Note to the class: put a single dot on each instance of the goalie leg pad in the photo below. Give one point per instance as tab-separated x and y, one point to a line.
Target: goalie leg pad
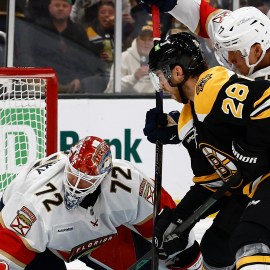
216	249
208	267
253	256
3	266
189	259
249	233
230	212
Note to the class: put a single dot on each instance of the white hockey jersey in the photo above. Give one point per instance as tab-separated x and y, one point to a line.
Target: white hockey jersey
204	20
34	209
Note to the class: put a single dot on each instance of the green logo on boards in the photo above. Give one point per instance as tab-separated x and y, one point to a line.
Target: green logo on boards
22	135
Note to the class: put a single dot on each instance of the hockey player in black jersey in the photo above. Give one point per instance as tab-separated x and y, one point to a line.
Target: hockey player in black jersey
226	118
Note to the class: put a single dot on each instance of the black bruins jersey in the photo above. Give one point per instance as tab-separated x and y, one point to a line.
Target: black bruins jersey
229	107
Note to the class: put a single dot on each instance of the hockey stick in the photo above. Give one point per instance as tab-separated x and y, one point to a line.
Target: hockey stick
234	180
159	146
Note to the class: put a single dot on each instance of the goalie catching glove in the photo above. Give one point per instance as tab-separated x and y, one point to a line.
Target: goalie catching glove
166	242
161	127
252	161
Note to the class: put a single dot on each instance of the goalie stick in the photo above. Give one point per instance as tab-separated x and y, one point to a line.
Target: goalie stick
159	146
234	180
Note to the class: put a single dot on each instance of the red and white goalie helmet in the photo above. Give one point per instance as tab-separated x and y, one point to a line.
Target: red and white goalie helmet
239	31
88	162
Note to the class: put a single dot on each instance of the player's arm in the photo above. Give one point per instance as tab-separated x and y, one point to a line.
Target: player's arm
200	17
14	250
161	126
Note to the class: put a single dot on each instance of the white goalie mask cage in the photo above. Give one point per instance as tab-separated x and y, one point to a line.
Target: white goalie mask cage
239	31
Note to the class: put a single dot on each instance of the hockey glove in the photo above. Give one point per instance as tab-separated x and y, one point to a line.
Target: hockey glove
3	266
252	161
166	242
189	259
162	127
163	5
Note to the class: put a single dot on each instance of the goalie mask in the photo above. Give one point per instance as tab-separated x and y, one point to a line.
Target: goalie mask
238	32
88	163
181	49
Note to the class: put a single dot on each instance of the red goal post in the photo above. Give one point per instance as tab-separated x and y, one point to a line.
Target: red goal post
28	118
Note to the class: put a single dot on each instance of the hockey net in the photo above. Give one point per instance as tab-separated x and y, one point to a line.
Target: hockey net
28	118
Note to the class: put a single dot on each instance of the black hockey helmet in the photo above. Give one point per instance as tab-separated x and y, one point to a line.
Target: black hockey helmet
181	49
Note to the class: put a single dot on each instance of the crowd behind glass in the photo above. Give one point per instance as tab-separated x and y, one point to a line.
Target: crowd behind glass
77	37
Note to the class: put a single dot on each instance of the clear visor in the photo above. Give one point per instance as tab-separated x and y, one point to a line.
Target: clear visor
159	78
222	56
81	184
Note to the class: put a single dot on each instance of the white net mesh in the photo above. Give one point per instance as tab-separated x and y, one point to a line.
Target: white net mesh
22	125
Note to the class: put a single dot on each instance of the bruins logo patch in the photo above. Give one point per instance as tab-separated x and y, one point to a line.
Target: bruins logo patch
201	83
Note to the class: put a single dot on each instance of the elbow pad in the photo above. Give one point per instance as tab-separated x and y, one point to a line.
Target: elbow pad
252	161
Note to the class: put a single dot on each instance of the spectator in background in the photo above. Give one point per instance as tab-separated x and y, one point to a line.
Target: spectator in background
262	5
142	18
58	43
101	33
37	9
134	68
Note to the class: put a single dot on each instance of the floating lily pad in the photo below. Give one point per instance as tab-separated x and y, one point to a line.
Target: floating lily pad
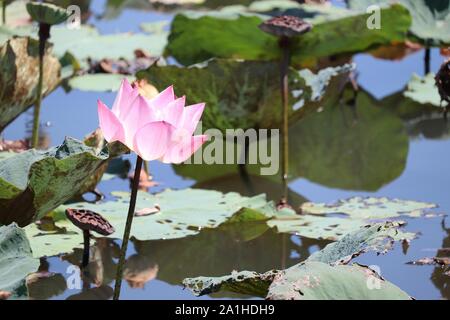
320	281
431	19
305	281
33	183
16	260
345	146
238	36
369	208
100	82
183	213
424	91
379	238
329	146
86	42
245	94
19	77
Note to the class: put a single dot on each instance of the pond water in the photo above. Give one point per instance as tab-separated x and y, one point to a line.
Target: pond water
155	269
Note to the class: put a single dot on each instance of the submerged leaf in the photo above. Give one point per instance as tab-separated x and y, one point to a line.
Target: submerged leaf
310	280
33	183
320	281
369	208
424	91
379	238
19	77
16	260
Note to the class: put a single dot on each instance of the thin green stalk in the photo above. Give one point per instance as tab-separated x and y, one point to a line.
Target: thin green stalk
126	234
44	35
284	43
3	12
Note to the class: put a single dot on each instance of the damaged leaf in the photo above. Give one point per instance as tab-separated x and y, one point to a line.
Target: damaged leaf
19	73
310	280
16	260
33	182
235	34
369	208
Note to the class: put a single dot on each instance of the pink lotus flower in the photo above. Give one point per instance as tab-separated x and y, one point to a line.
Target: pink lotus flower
161	128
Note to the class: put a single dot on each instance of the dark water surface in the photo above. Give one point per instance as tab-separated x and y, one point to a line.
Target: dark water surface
155	269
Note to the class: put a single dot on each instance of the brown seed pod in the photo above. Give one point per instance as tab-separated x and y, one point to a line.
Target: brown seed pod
88	220
285	26
443	81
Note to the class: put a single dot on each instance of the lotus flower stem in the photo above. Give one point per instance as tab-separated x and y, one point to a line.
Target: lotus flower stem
86	240
146	169
285	62
44	35
427	60
126	234
3	12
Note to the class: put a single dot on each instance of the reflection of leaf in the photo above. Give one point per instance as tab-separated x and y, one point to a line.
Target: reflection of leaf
369	208
245	94
16	260
431	18
358	149
33	183
238	36
424	91
19	77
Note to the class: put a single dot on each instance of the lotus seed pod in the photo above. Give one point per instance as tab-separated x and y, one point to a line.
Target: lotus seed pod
443	81
47	13
285	26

■ **Exercise instructions**:
Word for word, repeat each record above; leave out every picture.

■ **Answer for the task**:
Note to the class: put a single dot on each instance of the goalie leg pad in the photo below. Give one point per instance as tab-separated x and y, one point to a line.
Target: goalie leg pad
216	249
208	267
253	256
3	266
189	259
249	233
230	212
Note to the class: put a single dot on each instance of the white hockey jersey in the photo above. Give one point per instance as tab-separated x and y, one point to a line.
Target: white hockey jersey
204	20
34	209
Note to the class: put a single dot on each instance of the green logo on boards in the photo above. Give one point per instance as tab-separated x and y, one point to a line.
Target: green logo on boards
22	135
Note to the class: put a single dot on each instance of the hockey player in black jersey in the photo above. Give one point per instance as tab-separated x and y, one point to a line.
Target: hockey player in black jersey
226	118
Note to the class: put a single dot on each instance of the black bruins jersey in the photo above. Give one point per instance as tab-separated x and y, one point to a line.
Target: black bruins jersey
229	107
Note to the class: put a single dot on each instance of the hockey stick in the photo above. Give one point per instance as tab-separated x and y, one point to a line.
Target: hockey stick
234	180
159	146
Note to the class: put a single dot on each instance of the goalie catching glove in the photo above. Give one point per instance as tab-separated x and y, one point to a line.
Target: goalie catching glove
166	242
161	127
252	161
Note to the class: put a single dot on each instance of the goalie stick in the photo above. Give one point per instance as tab-separated x and y, one point to a line.
Target: goalie stick
159	146
234	180
Note to the class: put a single dot on each instance of the red and white goalie helmet in the photo above. Give one point per instance as tab-separated x and y, one point to a line.
Target: red and white goalie helmet
239	31
88	162
Note to the class: put a single dot on each instance of the player's arm in the photo above. Give one point per instance as tab-separated x and y, one point to a line.
Target: player's arm
200	17
14	250
161	126
Note to the class: put a single dot on each instance of the white goalie mask cage in the photo above. Give one point per instance as tab-separated x and y, one point to a line.
Target: white goalie mask cage
239	31
Note to the class: put a single dot on each instance of the hockey glove in the photo above. Give one point per instance as tab-separated x and y, one point to a line.
Target: hockey glove
3	266
252	161
166	242
189	259
162	127
163	5
Note to the class: put a single dot on each instance of the goalie mask in the photo above. Give one point per instance as tab-separated x and y, one point to a line.
Target: goalie mask
238	32
88	163
181	49
Note to the class: put a single dot on each instance of the red goal post in the photo above. Give one point per instance as tab-separated x and y, one point to a line.
Target: red goal post
28	118
Note to the class: put a single dot on each instance of the hockey net in the photo above. Give one point per instance as tab-separated x and y, one point to a line.
Target: hockey net
28	118
Note to the class: put a single dot on each instance of the black hockey helmet in the photo above. Give one point per instance as tab-separated x and y, one point to a line.
Target: black hockey helmet
181	49
Note to the class: put a single dot on each instance of the crowd behind glass in the photo above. Give one point per instance as tab-separated x and y, one point to a line.
Target: crowd behind glass
77	37
Note to the class: put a single dot on each instance of the clear visor in the photo above. Give one point per instance as tab-separated x and y, one point to a line.
Target: clear visor
159	78
222	56
81	184
Note to the class: put a single dot on each instance of the white net mesh in the photo above. Give one point per instance as tab-separated x and y, one point to a line.
Target: white net mesh
22	125
Note to the class: put a single dot on each instance of the bruins logo patch in the photo above. Give one point per instance as tab-separated x and y, one point to a line.
Target: bruins logo patch
201	83
Note to the class: put a single dot on each instance of the elbow pad in the photo above. Give one point per instance as tab-separated x and y, one point to a line.
Target: elbow pad
252	161
Note to the class: put a single dot on each instance of the spectator in background in the photo above. Give one point per instance as tab-separated x and y, one point to a line.
Target: spectator in background
262	5
142	18
58	43
101	33
37	9
134	68
Note to the class: put a single dot on each instance of the floating lily pad in the photo below. Give one point per instance as tab-separated x and y, one point to a line.
Target: floating lily pad
320	281
431	19
305	281
33	183
16	260
345	146
238	36
369	208
100	82
183	213
424	91
379	238
329	146
86	42
245	94
19	77
Note to the class: put a single dot on each instance of the pond water in the photo above. Give one point per instance as tab-separated x and y, one point to a line.
Target: pond water
155	269
Note to the class: put a single dot on each instance of the submerged leaf in the photo above. Give one point per instance as tab-separated x and y, one point to a line.
Target: submerged leaf
310	280
33	183
320	281
369	208
424	91
379	238
19	77
16	260
Note to the class: put a single dot on each instance of the thin green stalk in the photo above. Give one point per instance as tab-separated x and y, one point to a line.
Target: thin green stalk
126	234
44	35
284	43
3	12
Note to the class: put a single dot on each instance of the damaged leaf in the photo above. Give one point per instance as tab-separated x and y, one point to a line.
Target: damaged leaf
19	73
310	280
16	260
33	182
235	34
369	208
Note to the class: put a single dot on each instance of the pink lotus flower in the photo above. Give one point per instance as tab-separated x and y, one point to a line.
Target: pink lotus flower
161	128
Note to the class: put a single dot on each instance of the dark water surface in the photo above. Give one point per instance as tab-separated x and y, one point to a line.
Target: dark water surface
155	269
Note to the class: put a single dot on each instance of the brown seed pod in the photo above. Give one point per instance as tab-separated x and y, one point to a line.
Target: brown seed pod
88	220
285	26
443	81
Note to the class: put a single dot on each instance of the lotus flower stem in the photo above. Give one point per instance as tab-separated x and y, one point to a line.
Target: lotus flower stem
86	240
146	169
285	62
44	35
427	60
126	234
3	12
Note to the class: put a single dot on each instance of the reflection of leaf in the photo above. Give one point per instance as tab-separated x and y, one point to a line.
Target: reflection of leaf
369	208
245	94
16	260
431	18
358	149
33	183
238	36
424	91
19	77
Note to the class: put a single dot on each instance of the lotus seed pod in the photo above. Give one point per instance as tab-separated x and y, one point to a line.
Target: lotus seed pod
443	81
47	13
285	26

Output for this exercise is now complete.